EXERCISE DESCRIPTION:
Copy out the entries below exactly as they stand, but only from the line containing "e.g. point(550, 123)" through the line containing "e.g. point(237, 470)".

DATA EXTRACTS:
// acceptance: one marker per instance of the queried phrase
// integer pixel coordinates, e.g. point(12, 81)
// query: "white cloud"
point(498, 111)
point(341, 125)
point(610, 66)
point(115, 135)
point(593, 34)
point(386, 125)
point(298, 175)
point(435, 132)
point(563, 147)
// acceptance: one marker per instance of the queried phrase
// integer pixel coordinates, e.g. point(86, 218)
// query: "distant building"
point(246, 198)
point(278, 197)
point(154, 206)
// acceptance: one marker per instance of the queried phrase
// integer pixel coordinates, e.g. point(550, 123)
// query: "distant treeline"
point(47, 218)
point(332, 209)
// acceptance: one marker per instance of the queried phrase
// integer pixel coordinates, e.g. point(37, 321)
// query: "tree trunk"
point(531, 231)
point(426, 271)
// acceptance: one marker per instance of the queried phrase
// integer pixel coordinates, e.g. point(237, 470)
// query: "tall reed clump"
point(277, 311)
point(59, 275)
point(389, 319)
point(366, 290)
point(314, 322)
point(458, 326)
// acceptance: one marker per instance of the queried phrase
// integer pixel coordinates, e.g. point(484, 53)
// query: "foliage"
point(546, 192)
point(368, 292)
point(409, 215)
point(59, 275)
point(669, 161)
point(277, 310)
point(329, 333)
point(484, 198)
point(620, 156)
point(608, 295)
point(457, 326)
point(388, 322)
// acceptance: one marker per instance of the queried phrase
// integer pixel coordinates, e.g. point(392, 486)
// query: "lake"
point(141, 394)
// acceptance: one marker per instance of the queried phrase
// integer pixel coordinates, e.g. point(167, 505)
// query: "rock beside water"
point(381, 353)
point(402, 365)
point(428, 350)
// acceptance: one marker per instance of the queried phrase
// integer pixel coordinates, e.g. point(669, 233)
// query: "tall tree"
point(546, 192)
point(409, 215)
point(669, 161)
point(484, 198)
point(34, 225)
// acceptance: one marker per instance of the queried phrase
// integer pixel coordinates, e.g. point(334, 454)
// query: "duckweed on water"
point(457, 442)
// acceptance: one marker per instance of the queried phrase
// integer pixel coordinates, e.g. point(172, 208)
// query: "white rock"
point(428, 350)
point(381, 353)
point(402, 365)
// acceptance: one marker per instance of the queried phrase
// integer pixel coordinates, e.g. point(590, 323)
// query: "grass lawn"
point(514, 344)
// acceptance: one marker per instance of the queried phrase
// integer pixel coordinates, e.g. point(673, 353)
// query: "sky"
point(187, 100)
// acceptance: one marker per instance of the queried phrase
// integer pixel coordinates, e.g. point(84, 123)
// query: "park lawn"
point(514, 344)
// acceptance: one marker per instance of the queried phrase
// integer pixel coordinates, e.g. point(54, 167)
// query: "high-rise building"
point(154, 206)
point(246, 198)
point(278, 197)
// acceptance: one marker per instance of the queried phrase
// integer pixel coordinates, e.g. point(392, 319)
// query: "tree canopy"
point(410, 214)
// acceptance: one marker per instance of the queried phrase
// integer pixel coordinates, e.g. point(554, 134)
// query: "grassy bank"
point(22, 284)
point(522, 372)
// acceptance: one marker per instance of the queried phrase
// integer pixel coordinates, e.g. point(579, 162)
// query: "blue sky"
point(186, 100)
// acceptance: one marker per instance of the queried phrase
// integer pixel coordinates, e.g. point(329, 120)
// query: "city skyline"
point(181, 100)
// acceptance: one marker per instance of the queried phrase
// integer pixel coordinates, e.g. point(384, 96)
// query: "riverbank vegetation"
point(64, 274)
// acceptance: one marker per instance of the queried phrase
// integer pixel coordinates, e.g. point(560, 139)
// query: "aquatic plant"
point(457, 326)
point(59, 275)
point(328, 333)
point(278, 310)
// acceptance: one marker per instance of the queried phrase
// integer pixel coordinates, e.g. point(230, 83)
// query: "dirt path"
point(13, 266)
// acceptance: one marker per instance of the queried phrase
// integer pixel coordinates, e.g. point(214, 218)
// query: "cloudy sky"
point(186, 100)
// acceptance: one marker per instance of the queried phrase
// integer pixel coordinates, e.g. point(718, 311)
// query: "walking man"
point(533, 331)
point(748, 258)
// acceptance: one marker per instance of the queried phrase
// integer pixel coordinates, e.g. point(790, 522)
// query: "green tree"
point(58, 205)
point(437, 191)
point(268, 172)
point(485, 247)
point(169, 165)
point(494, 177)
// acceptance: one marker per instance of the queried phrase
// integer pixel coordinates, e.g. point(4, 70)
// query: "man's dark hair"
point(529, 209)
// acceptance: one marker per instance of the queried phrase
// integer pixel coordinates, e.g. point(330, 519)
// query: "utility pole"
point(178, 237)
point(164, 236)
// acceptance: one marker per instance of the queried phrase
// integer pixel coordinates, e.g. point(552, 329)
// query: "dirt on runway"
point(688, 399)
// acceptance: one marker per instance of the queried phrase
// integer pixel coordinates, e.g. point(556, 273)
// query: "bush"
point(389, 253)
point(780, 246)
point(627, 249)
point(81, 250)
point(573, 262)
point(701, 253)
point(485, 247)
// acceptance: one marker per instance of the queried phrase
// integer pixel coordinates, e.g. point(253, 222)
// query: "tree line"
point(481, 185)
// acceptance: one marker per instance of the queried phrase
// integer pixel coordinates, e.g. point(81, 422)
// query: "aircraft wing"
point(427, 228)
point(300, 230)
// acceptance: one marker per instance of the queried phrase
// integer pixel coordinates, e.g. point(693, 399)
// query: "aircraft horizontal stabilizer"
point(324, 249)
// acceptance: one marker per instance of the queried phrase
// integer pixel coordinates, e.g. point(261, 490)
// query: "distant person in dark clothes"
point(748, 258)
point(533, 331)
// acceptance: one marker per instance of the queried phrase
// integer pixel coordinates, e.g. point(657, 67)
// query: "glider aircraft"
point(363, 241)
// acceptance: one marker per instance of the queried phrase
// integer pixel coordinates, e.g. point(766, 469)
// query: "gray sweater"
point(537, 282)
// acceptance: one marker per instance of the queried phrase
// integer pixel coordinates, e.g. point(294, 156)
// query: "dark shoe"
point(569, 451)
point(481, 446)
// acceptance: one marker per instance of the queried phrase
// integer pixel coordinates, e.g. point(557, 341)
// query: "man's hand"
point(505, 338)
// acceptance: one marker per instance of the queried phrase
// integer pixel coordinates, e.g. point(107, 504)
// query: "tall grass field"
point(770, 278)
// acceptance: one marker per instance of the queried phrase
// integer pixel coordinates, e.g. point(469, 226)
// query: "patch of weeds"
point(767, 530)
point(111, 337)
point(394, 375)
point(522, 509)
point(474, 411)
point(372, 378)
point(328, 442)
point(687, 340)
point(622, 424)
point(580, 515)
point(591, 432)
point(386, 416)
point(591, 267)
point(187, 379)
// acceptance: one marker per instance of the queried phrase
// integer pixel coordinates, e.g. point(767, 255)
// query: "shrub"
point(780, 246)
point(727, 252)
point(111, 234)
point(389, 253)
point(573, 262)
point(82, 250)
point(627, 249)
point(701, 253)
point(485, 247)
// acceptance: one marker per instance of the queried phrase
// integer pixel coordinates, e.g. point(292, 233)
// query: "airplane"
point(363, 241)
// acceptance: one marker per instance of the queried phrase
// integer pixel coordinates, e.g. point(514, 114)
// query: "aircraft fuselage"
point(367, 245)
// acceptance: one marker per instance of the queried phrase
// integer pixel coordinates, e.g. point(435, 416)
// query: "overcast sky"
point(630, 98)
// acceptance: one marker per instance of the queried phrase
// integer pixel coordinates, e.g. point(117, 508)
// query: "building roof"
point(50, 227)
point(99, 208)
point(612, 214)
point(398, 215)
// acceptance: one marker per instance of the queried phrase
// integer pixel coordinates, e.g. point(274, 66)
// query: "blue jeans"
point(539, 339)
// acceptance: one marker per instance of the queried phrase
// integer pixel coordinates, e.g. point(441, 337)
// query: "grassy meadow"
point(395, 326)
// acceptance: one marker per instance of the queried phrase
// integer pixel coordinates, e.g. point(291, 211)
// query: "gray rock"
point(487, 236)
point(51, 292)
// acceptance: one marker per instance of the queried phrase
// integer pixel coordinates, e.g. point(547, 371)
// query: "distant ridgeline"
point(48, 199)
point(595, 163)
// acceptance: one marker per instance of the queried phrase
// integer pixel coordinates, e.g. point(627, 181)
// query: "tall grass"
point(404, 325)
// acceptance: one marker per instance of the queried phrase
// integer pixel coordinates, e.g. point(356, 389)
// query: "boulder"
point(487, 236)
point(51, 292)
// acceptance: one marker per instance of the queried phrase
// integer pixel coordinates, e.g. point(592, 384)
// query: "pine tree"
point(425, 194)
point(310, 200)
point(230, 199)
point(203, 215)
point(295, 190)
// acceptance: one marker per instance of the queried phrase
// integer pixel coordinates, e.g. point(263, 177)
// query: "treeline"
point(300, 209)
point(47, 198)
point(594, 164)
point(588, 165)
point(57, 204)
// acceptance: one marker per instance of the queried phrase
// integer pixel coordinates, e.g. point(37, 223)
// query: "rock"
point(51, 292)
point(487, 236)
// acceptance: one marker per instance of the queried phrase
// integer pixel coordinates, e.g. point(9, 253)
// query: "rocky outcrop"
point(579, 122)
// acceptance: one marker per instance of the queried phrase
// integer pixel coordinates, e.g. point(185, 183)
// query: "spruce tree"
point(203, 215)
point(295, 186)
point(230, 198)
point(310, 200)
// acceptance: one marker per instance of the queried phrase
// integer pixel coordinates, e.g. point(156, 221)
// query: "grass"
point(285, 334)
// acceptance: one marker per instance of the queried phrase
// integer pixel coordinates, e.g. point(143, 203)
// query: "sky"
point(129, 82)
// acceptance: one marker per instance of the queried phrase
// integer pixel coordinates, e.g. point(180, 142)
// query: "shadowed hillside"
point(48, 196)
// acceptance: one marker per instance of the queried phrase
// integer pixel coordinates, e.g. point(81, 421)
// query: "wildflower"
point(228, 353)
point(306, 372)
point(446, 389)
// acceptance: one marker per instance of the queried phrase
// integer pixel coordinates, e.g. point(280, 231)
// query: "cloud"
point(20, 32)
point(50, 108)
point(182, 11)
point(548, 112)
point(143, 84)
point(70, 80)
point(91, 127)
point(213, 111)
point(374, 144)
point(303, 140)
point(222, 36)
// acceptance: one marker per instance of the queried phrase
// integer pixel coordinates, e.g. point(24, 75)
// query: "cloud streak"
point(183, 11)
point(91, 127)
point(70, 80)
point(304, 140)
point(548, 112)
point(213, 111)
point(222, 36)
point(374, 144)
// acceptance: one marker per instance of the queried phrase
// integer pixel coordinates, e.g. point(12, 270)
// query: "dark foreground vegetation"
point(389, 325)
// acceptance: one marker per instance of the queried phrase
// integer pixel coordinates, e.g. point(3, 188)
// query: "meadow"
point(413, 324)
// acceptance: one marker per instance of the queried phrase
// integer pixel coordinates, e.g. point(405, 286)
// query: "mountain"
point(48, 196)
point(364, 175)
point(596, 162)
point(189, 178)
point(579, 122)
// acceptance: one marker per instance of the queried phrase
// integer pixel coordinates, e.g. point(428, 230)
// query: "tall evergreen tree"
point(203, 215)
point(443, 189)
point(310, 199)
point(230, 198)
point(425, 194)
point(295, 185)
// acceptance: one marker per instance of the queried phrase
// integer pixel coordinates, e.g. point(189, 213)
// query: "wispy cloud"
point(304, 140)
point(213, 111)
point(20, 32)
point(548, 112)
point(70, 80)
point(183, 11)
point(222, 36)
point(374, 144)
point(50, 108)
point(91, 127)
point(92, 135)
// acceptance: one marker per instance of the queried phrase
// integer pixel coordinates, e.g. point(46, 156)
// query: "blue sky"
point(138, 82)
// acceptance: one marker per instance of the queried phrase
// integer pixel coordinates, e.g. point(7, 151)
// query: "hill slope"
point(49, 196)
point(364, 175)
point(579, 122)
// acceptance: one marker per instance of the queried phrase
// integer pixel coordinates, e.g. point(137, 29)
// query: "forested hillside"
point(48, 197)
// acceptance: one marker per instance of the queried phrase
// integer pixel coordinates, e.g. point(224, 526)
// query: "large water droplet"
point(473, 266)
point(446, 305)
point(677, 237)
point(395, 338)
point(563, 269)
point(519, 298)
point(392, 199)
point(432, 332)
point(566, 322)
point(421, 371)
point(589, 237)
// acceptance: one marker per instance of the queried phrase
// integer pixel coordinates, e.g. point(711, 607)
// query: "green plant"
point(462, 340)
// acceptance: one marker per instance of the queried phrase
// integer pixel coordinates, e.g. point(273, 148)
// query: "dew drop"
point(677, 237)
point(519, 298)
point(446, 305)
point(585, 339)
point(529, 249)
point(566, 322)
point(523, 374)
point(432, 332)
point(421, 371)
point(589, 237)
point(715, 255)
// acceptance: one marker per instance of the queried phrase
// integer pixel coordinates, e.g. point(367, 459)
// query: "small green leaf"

RESULT OF THE EXERCISE:
// integer pixel coordinates, e.g. point(550, 123)
// query: "distant treeline"
point(47, 218)
point(332, 209)
// acceptance: one marker per instance of the queried phrase
// integer pixel coordinates, e.g. point(37, 321)
// query: "tree trunk"
point(531, 231)
point(426, 271)
// acceptance: one marker per instance of the queried phrase
// integer pixel coordinates, e.g. point(237, 470)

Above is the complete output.